(EXCERPTED DATA begins)

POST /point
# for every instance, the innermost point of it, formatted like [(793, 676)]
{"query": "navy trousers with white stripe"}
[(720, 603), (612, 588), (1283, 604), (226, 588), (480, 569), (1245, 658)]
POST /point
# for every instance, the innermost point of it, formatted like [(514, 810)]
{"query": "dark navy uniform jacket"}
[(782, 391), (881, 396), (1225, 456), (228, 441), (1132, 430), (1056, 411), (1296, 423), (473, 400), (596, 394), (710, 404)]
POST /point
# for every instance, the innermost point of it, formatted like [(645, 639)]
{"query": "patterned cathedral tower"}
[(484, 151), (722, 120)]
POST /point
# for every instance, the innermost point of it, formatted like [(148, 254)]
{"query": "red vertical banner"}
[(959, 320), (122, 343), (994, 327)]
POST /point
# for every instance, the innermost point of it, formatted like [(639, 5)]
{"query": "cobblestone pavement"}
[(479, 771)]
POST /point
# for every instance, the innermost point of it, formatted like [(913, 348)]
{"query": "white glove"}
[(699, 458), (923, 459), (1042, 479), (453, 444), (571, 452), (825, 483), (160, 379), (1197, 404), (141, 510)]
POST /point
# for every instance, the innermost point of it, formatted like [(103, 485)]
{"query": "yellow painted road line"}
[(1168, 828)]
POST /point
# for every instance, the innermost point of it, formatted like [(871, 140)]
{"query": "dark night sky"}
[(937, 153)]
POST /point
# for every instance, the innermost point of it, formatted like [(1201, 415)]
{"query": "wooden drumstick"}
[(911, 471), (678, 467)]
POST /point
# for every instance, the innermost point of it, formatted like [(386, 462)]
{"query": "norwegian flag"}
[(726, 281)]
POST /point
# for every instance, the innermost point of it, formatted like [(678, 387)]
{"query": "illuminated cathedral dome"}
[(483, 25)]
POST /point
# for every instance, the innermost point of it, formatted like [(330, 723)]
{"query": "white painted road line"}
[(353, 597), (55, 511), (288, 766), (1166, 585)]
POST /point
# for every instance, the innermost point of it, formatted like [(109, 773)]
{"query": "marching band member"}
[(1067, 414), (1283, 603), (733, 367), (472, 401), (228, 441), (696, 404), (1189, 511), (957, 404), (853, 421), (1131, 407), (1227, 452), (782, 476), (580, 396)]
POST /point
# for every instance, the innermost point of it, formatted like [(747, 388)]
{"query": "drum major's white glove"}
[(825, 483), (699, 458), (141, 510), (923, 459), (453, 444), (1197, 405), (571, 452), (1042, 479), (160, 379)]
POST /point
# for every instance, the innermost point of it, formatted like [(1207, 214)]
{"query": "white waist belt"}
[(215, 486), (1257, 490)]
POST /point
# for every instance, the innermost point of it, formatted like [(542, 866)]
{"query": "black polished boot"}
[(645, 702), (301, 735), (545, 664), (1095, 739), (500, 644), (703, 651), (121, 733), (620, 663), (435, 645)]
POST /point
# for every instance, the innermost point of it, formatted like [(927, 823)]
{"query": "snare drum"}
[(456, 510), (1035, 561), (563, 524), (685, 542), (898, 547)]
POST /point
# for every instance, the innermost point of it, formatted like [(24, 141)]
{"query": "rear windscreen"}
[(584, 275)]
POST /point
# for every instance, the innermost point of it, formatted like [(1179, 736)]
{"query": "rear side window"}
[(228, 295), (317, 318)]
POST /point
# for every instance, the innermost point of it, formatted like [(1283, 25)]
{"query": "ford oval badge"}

(EXCERPTED DATA ends)

WORK ITEM: Output the listing above exactly as it appears.

EXERCISE RESPONSE:
POST /point
# for every instance, the innermost point of it, formatted like [(793, 676)]
{"query": "navy trousers with white stripe"}
[(720, 603), (612, 588), (1283, 604), (226, 588), (480, 569), (1245, 658)]
POST /point
# for every instance, the innermost point of it, formatted like [(514, 810)]
{"query": "dark navy uniform jacket"}
[(782, 391), (881, 396), (1225, 456), (228, 441), (1132, 430), (1056, 411), (1296, 423), (473, 400), (596, 394), (710, 404)]
POST /point
# for every instance, the innermost point of it, formatted like [(645, 639)]
{"query": "patterned cathedral tower"}
[(484, 151), (722, 120)]
POST /point
# for every instance, the innermost point of it, formatted like [(148, 254)]
{"query": "red vertical banner"}
[(959, 320), (122, 343), (994, 327)]
POST /point
# for every instance, the innermost point of it, formatted like [(639, 5)]
{"query": "cobblestone pavement"}
[(479, 771)]
POST /point
# for every instance, the innermost point of it, formatted like [(913, 348)]
{"query": "white glove"}
[(699, 458), (923, 459), (1042, 479), (453, 444), (571, 452), (825, 483), (160, 379), (1197, 404), (141, 510)]
POST /point
# for every instance, the innermost point of it, formatted like [(103, 485)]
{"query": "yellow painted road line"}
[(1168, 828)]
POST /point
# for every instance, the innermost point of it, formatted like [(871, 140)]
{"query": "dark night sky"}
[(937, 153)]
POST /point
# for every instance, the innermost point of it, formatted like [(1201, 415)]
{"query": "wooden drumstick"}
[(911, 471), (678, 467)]
POST /point
# for every instance, the innermost point of it, formatted like [(386, 462)]
{"query": "norwegian flag"}
[(726, 281)]
POST /point
# for every instance, the innermost point of it, formatted like [(678, 387)]
{"query": "illuminated cathedral dome"}
[(483, 25)]
POST /point
# for every instance, the innermost point of it, formatted like [(330, 723)]
{"query": "white painted road line"}
[(353, 597), (55, 511), (288, 766), (1166, 585)]
POST /point
# for every instance, the innermost point of it, formatted like [(109, 773)]
{"query": "marching band member"}
[(1067, 414), (1283, 603), (733, 367), (472, 401), (228, 441), (696, 404), (1189, 511), (957, 404), (853, 421), (1131, 407), (1227, 452), (782, 476), (580, 396)]
POST /point
# for every instance, the innermost point of it, formatted like [(747, 388)]
{"query": "drum major's white glove"}
[(825, 483), (699, 458), (141, 510), (923, 459), (453, 444), (1197, 405), (571, 452), (1042, 479), (160, 379)]
POST /point
# for every instance, the innermost point of it, formatted like [(1207, 214)]
{"query": "white waist belt"}
[(215, 486), (1257, 490)]
POST /point
# for every instance, the innermost point of it, formatted like [(542, 866)]
{"query": "black polished boot"}
[(645, 702), (301, 735), (545, 664), (1095, 739), (500, 644), (703, 651), (121, 733), (620, 663), (435, 645)]
POST /point
# for every instance, the innermost point of it, formatted like [(927, 823)]
{"query": "snare drum"}
[(456, 510), (1035, 561), (563, 524), (685, 542), (898, 547)]
POST /point
# for every instance, the innermost point of it, formatted like [(24, 141)]
{"query": "rear windscreen"}
[(584, 275)]
POST /point
# for every instance, the innermost point of it, formatted like [(1179, 736)]
{"query": "rear side window"}
[(228, 295), (317, 318)]
POST /point
# for every instance, the innermost point of it, formatted like [(1283, 25)]
{"query": "ford oval badge"}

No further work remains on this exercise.